La concision est puissance
Mai 2002
| "La quantité de sens compressée dans un petit espace par des signes algébriques, est une autre circonstance qui facilite les raisonnements que nous avons l'habitude de mener à leur aide."
- Charles Babbage, cité dans la conférence de réception du prix Turing d'Iverson
Dans la discussion sur les questions soulevées par La Revanche des Nerds sur la liste de diffusion LL1, Paul Prescod a écrit quelque chose qui m'est resté en tête.
L'objectif de Python est la régularité et la lisibilité, pas la concision.
À première vue, cela semble une affirmation plutôt accablante pour un langage de programmation. Autant que je puisse en juger, concision = puissance. Si c'est le cas, alors en substituant, nous obtenons
L'objectif de Python est la régularité et la lisibilité, pas la puissance.
et cela ne semble pas être un compromis (si c'en est un) que l'on voudrait faire. Ce n'est pas loin de dire que l'objectif de Python n'est pas d'être efficace en tant que langage de programmation.
La concision est-elle puissance ? Cela me semble une question importante, peut-être la plus importante pour quiconque s'intéresse à la conception de langages, et une question qu'il serait utile d'aborder directement. Je ne suis pas encore sûr que la réponse soit un simple oui, mais cela semble une bonne hypothèse pour commencer.
####################
- [OBJECTIF 1]:
Recopiez à l'identique les lignes des entrées, depuis celle qui contient "of the outstretched" jusqu'à la dernière ligne des entrées, ces deux bornes comprises.
Les entrées qui suivent sont sans aucun rapport avec l'extrait.

- [DONNÉES ENREGISTRÉES]:
####################
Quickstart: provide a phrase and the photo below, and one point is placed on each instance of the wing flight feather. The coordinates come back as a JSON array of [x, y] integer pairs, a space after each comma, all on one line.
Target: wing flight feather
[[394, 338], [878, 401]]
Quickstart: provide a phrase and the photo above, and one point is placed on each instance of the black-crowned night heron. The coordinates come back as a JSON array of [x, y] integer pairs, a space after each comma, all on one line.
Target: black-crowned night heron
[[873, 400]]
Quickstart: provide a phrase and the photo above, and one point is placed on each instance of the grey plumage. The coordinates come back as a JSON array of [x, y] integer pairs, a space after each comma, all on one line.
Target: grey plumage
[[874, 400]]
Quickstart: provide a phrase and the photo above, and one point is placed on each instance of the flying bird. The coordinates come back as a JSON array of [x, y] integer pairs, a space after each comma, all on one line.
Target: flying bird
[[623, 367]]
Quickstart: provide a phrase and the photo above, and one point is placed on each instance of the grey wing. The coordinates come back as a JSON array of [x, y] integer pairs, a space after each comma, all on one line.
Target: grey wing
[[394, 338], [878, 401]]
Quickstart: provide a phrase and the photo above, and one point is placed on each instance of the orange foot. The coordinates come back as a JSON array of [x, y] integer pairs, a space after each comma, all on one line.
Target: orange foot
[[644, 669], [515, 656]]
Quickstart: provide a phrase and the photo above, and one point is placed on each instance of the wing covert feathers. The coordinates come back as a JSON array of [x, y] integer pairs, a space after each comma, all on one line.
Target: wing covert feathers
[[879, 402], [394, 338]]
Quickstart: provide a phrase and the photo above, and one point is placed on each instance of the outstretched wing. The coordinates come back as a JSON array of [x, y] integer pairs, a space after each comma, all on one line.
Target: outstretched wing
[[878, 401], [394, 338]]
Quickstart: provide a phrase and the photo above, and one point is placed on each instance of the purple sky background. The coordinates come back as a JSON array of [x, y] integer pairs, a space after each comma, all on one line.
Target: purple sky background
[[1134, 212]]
####################
- [OBJECTIF 2]:
Répondez aux questions suivantes d'après l'extrait.
(a) Quelle date figure sous le titre ?
(b) Sur quelle liste de diffusion Paul Prescod a-t-il écrit ?
(c) Selon Paul Prescod, quel est l'objectif de Python ?

- [RÉPONSE FINALE 1]:
Quickstart: provide a phrase and the photo above, and one point is placed on each instance of the outstretched wing. The coordinates come back as a JSON array of [x, y] integer pairs, a space after each comma, all on one line.
Target: outstretched wing
[[878, 401], [394, 338]]
Quickstart: provide a phrase and the photo above, and one point is placed on each instance of the purple sky background. The coordinates come back as a JSON array of [x, y] integer pairs, a space after each comma, all on one line.
Target: purple sky background
[[1134, 212]]

- [RÉPONSE FINALE 2]:
(a) Mai 2002.
(b) La liste de diffusion LL1.
(c) La régularité et la lisibilité, pas la concision.